WORK TO BE COMPLETED: Determine the number of lines in the listing that include the string "formatted"; the reply consists of that number only.
-=-=-
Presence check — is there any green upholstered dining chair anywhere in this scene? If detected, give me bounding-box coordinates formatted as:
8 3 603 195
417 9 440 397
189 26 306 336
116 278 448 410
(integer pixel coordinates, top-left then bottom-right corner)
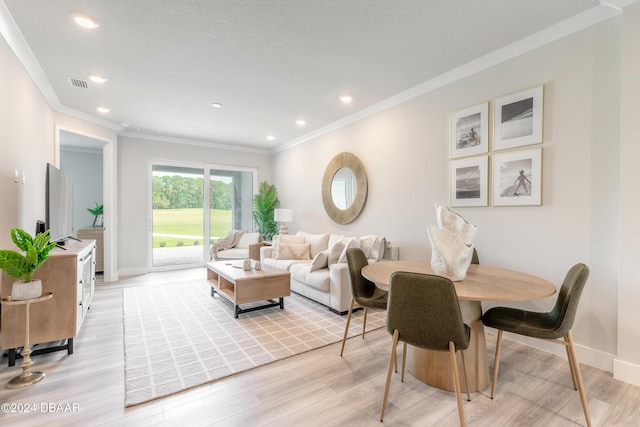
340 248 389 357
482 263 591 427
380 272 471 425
-=-=-
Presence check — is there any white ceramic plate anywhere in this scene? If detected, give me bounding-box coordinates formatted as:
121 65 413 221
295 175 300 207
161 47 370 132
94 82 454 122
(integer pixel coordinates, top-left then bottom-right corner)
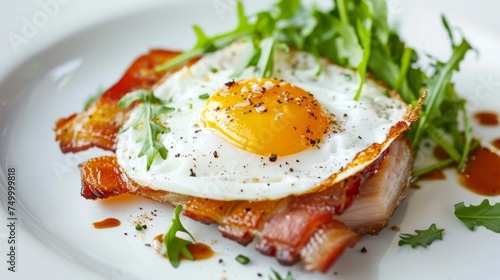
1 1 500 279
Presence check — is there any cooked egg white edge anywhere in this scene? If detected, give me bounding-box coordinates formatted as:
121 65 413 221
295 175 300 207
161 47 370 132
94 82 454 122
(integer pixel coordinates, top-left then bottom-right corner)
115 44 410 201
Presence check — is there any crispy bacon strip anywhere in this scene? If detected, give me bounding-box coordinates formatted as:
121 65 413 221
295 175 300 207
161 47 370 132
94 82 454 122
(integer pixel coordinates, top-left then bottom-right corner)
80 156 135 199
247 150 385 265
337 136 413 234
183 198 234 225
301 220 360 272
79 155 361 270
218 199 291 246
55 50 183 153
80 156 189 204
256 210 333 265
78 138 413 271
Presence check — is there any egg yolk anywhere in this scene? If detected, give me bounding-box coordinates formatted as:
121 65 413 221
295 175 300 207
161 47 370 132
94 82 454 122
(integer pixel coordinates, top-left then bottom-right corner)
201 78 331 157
-=-=-
ANSWER TO THIS TASK: 5